Problem to solve:
Convert the listing below into a numbered list and omit any blank lines.

Records to use:
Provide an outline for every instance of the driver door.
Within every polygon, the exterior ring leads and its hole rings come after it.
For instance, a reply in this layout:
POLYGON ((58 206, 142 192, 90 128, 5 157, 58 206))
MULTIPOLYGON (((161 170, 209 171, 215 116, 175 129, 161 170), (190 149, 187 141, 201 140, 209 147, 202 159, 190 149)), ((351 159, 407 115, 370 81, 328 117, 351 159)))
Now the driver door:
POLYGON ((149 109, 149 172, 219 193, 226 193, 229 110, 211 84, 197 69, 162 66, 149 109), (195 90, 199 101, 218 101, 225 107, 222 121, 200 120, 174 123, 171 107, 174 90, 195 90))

Solution to this problem:
1. Provide an outline for every instance of the driver door.
2. Within every polygon, the exterior ring leads and its hole rings come after it.
3. For instance, a reply in this layout:
4. POLYGON ((58 206, 142 192, 90 128, 5 157, 58 206))
5. MULTIPOLYGON (((161 170, 209 171, 215 116, 175 129, 161 170), (190 149, 187 141, 201 140, 209 147, 202 159, 190 149)), ((351 159, 407 115, 370 81, 328 117, 351 159)))
6. Now the driver door:
7. POLYGON ((149 109, 149 172, 219 193, 226 193, 229 110, 211 84, 197 69, 162 66, 149 109), (195 90, 199 101, 218 101, 225 107, 222 121, 200 120, 174 123, 171 107, 174 90, 195 90))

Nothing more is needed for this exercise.